— Извлеченный текст —
_____
Непринужденное участие Керенского в генеральских беседах как бы легализовало идею военной диктатуры, которой, из осторожности по отношению к еще незадушенной революции, придавали чаще всего имя директории. В какой мере тут играли роль исторические воспоминания о правительстве Франции после термидора, сказать трудно. Но помимо чисто словесной маскировки директория представляла для начала то неоспоримое удобство, что допускала соподчинение личных честолюбий. В директории должно было найтись место не только для Керенского и Корнилова, но и для Савинкова, даже для Филоненко: вообще для людей "железной воли", как выражались сами кандидаты в директора. Каждый из них лелеял про себя мысль от коллективной диктатуры перейти затем к единоличной.
_____
— Извлеченные записи —

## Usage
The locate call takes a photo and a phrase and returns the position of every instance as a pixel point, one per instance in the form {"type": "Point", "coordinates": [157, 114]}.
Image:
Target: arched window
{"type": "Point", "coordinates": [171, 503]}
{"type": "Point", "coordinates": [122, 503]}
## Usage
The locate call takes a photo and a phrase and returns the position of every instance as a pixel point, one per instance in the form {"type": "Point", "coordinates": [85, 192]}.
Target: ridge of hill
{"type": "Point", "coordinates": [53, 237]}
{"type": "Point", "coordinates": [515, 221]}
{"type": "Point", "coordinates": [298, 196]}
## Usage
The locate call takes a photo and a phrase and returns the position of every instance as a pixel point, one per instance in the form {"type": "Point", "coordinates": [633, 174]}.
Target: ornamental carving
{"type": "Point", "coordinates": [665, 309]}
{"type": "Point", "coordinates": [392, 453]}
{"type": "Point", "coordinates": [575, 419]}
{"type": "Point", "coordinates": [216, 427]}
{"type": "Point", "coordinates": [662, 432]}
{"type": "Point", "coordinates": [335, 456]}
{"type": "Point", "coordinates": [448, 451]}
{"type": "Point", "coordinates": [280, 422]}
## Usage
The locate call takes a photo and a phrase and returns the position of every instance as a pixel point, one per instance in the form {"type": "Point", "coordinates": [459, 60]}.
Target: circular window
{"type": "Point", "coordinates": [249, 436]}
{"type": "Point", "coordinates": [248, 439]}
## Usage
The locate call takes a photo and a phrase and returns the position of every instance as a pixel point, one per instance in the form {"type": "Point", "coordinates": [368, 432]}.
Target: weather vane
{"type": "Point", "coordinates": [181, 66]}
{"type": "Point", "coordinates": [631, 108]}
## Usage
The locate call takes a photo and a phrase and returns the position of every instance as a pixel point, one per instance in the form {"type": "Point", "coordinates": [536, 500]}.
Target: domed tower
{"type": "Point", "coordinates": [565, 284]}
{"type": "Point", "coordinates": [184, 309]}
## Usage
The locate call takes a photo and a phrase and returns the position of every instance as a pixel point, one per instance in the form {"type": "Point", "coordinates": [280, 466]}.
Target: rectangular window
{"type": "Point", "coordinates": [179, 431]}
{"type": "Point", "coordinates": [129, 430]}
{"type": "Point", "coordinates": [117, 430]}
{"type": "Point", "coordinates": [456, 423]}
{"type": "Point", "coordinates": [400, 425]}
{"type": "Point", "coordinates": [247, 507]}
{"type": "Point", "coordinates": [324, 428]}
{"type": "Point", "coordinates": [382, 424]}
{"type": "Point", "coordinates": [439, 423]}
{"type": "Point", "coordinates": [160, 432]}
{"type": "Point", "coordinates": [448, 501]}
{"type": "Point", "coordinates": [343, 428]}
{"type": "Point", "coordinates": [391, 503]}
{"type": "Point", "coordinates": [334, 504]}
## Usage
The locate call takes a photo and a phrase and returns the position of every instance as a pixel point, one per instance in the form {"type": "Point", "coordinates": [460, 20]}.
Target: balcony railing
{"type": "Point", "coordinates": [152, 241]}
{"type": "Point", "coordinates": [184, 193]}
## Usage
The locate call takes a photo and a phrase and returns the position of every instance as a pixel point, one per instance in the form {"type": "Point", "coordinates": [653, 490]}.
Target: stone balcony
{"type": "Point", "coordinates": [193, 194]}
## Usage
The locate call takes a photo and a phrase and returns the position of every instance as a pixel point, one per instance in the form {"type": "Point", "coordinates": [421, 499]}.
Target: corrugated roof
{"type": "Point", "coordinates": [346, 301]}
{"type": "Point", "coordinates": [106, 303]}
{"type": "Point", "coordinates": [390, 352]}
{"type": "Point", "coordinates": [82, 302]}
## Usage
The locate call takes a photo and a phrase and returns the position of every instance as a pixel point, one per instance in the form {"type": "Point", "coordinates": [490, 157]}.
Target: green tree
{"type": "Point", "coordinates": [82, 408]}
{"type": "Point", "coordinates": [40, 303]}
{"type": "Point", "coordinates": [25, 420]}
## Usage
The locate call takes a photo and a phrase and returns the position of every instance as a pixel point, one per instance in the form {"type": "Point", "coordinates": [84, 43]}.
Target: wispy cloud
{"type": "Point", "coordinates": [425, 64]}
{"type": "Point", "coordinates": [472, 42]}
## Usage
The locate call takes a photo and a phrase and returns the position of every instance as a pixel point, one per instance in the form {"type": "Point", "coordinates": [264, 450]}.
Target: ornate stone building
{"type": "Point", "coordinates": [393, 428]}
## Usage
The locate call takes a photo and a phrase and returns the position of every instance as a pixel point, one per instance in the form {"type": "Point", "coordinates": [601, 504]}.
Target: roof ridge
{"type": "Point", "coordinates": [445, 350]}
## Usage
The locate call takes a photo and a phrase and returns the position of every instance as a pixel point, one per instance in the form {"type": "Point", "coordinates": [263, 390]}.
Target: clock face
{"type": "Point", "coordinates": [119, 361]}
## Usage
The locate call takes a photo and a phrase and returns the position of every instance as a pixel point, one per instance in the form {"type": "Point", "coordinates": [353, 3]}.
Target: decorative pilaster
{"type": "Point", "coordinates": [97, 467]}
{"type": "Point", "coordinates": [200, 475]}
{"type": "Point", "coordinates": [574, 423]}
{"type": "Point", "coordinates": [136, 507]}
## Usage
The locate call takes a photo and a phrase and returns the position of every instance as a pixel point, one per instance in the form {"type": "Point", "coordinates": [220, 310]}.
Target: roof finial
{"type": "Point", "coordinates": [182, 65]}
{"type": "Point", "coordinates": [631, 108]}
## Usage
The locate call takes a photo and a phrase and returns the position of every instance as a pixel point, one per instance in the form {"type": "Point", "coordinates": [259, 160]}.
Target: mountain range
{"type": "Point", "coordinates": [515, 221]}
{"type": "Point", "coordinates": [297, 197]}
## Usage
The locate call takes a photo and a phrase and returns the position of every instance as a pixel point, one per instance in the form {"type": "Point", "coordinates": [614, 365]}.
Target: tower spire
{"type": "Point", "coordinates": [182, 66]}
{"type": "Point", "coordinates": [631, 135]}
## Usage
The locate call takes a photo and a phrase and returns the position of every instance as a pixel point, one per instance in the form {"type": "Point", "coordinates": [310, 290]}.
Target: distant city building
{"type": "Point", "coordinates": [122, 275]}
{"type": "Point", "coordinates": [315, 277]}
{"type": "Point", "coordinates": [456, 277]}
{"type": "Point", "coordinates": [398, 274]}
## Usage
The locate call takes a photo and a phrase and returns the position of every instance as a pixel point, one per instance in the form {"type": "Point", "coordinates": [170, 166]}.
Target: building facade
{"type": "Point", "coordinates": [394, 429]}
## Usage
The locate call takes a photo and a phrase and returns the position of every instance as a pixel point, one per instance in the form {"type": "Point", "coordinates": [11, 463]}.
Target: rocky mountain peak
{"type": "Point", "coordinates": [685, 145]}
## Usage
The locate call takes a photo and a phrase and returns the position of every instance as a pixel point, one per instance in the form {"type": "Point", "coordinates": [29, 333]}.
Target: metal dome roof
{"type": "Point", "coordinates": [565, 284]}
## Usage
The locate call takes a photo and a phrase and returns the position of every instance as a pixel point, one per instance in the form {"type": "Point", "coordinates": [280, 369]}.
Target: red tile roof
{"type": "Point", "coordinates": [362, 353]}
_____
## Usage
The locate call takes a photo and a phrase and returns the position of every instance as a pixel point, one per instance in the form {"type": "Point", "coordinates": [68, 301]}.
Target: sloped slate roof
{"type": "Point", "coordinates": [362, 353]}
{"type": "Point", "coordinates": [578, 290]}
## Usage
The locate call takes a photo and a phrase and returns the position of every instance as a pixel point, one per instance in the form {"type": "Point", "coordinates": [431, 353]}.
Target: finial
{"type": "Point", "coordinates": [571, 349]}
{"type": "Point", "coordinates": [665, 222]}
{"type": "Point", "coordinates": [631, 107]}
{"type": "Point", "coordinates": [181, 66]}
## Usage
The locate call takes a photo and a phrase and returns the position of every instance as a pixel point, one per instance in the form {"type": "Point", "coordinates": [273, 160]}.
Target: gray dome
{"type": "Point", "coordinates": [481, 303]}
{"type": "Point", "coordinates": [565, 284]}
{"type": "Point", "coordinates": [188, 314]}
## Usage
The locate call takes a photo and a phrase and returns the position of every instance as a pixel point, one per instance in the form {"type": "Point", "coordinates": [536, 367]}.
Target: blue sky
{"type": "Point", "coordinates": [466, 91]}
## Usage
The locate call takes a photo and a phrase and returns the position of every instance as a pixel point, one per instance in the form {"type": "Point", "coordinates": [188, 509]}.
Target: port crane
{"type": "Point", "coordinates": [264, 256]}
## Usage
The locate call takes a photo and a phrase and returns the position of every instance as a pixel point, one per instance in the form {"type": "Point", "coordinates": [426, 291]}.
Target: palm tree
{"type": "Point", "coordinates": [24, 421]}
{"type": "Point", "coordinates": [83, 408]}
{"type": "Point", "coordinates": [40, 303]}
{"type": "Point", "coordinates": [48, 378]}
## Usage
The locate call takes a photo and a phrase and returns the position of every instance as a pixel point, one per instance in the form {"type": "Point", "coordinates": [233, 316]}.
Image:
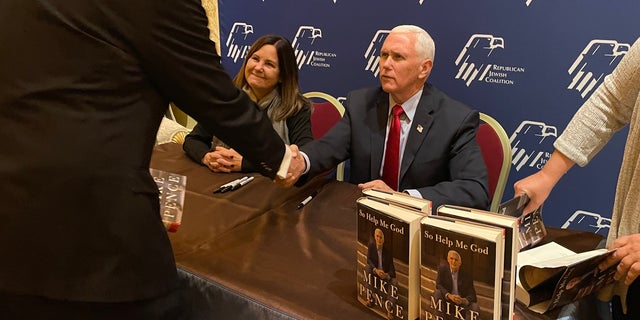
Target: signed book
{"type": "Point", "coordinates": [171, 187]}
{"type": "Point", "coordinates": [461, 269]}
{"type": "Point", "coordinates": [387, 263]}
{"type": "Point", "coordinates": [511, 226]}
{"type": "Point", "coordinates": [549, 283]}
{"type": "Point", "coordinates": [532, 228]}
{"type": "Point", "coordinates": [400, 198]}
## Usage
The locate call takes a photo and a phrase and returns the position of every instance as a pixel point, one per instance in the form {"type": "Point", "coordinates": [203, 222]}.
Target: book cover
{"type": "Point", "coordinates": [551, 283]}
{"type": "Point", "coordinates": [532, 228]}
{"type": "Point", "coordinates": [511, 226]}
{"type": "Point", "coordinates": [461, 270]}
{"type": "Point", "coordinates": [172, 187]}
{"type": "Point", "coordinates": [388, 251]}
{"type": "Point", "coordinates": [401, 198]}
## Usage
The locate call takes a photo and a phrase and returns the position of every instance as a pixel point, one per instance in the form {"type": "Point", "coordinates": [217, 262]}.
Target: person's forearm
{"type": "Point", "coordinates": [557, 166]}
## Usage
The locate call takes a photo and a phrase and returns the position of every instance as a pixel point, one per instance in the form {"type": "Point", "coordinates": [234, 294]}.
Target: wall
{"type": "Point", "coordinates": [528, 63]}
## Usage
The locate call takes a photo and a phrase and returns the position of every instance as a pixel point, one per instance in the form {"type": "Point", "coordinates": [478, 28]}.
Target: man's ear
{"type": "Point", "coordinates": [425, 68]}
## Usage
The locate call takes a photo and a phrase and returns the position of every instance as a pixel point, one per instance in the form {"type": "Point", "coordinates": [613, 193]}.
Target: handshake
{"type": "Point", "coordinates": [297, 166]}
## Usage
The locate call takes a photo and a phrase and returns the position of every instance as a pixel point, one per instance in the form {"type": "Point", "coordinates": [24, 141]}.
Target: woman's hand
_____
— Поставленная задача —
Согласуются ли с извлеченным текстом следующие утверждения: (а) идее военной диктатуры чаще всего давали имя директории; (б) в директории предполагалось место только для Керенского и Корнилова; (в) каждый из кандидатов в директора рассчитывал перейти от коллективной диктатуры к единоличной? На каждое ответьте «да» или «нет» и дословно приведите решающие слова текста. Записи здесь никакой роли не играют.

— Результат —
(а) Да: «которой, из осторожности по отношению к еще незадушенной революции, придавали чаще всего имя директории».
(б) Нет: «В директории должно было найтись место не только для Керенского и Корнилова, но и для Савинкова, даже для Филоненко».
(в) Да: «Каждый из них лелеял про себя мысль от коллективной диктатуры перейти затем к единоличной».